DATA SECTION:
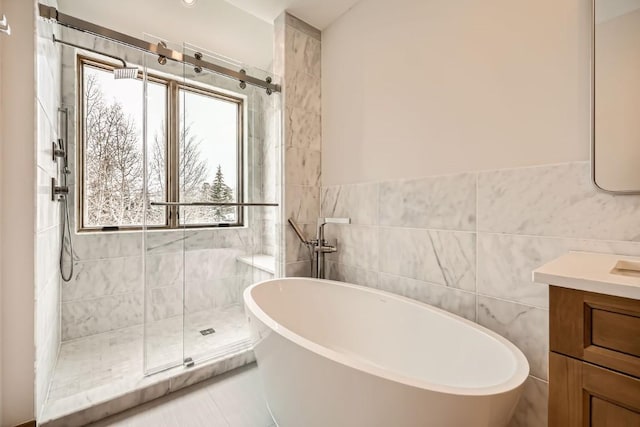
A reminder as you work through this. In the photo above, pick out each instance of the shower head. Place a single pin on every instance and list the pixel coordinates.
(125, 73)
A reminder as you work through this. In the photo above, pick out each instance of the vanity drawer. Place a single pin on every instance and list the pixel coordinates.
(582, 394)
(596, 328)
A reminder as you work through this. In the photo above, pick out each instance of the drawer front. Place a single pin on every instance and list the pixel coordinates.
(607, 414)
(615, 331)
(582, 394)
(597, 328)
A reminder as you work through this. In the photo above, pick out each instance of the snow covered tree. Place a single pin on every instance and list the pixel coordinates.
(218, 191)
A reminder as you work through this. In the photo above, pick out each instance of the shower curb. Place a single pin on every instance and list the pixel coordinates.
(171, 381)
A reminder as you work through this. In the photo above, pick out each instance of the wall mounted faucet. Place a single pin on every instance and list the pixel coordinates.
(319, 244)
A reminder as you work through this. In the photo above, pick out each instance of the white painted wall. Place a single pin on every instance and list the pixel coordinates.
(414, 88)
(17, 175)
(214, 25)
(1, 209)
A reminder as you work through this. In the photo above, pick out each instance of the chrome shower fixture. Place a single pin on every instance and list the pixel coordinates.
(197, 69)
(162, 60)
(124, 72)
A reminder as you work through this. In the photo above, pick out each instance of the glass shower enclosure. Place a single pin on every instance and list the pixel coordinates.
(211, 180)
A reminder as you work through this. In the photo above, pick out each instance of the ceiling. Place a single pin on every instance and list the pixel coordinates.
(319, 13)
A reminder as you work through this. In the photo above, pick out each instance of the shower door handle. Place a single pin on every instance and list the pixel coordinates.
(214, 204)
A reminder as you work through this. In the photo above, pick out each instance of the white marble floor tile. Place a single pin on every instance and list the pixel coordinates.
(114, 360)
(231, 400)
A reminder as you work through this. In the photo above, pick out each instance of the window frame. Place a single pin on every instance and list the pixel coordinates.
(172, 148)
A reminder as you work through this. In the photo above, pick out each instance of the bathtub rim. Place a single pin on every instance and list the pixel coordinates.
(516, 380)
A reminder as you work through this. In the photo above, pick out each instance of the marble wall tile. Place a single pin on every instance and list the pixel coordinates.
(98, 278)
(526, 327)
(47, 253)
(47, 220)
(303, 53)
(443, 202)
(533, 406)
(205, 294)
(452, 300)
(439, 257)
(302, 203)
(293, 22)
(303, 92)
(349, 274)
(89, 317)
(164, 269)
(357, 245)
(505, 263)
(298, 269)
(164, 303)
(358, 202)
(303, 129)
(48, 336)
(302, 166)
(557, 200)
(211, 264)
(94, 246)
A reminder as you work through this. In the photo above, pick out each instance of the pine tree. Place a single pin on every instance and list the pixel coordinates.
(218, 191)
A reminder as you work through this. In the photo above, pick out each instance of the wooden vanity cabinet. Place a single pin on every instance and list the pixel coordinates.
(594, 360)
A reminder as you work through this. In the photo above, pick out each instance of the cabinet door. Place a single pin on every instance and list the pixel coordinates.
(581, 394)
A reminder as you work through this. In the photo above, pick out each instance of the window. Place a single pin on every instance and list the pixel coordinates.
(194, 146)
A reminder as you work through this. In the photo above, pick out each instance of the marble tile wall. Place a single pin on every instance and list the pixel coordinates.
(297, 60)
(468, 242)
(47, 238)
(184, 270)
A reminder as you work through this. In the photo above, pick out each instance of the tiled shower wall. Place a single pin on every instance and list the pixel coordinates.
(297, 60)
(107, 290)
(468, 243)
(47, 237)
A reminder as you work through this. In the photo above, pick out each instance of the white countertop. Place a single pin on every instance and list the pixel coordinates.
(593, 273)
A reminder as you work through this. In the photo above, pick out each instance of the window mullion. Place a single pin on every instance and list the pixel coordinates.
(173, 146)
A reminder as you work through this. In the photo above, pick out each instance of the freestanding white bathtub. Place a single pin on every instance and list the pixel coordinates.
(331, 354)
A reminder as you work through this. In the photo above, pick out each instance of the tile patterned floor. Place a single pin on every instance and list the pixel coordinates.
(231, 400)
(113, 361)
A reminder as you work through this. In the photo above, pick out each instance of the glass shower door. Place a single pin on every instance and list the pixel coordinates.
(222, 149)
(163, 244)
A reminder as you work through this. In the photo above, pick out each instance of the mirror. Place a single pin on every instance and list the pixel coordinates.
(616, 96)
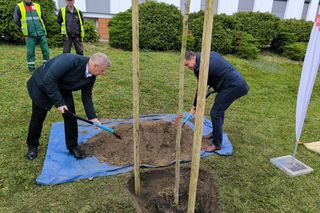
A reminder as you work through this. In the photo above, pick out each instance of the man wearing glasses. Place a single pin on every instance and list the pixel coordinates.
(52, 85)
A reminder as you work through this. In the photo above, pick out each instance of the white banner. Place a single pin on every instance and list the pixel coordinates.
(308, 77)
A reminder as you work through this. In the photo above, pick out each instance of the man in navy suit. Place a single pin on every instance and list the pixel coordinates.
(52, 84)
(229, 85)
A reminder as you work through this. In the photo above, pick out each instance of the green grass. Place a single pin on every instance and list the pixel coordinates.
(260, 125)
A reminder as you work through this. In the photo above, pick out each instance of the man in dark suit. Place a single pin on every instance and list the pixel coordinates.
(52, 85)
(229, 85)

SET TASK: Beginning at the line that contains "glass shower door.", retype each line of the data above through the very last one. Do not retype the pictures.

EXPECTED ANSWER:
A reminder as you work through this. In the photo above, pick out each instance of the glass shower door. Place a single pin on every instance and list the pixel coordinates.
(222, 149)
(163, 244)
A reminder as you work through this. In the photo above, pick out each instance of the mirror. Place a single pin on every instance and list the pixel coordinates.
(616, 96)
A reminder as you work through this. In the photo above, pick out each instance of the man wearing glasses. Place a single pin on every instance and list the pixel coordinates.
(52, 85)
A reminder as you work through this. In the photo above, pick out each instance of the white banner. Place a single pin on every instance and list the pixel coordinates.
(308, 77)
A reminder as you work through this. In the photo above, pick out each instance of the man in navy suit. Place a single pin on every instance and list the pixel coordinates.
(52, 84)
(229, 85)
A reminder as you work through this. In the photo above, pick out each instance of the green grass. Place a single pin on every instance and list the pixel coordinates.
(260, 125)
A reminder as you work through this. In the photo above, pick out each instance of the man in dark suit. Place a single pin on every instance and list the pixel coordinates.
(52, 85)
(229, 85)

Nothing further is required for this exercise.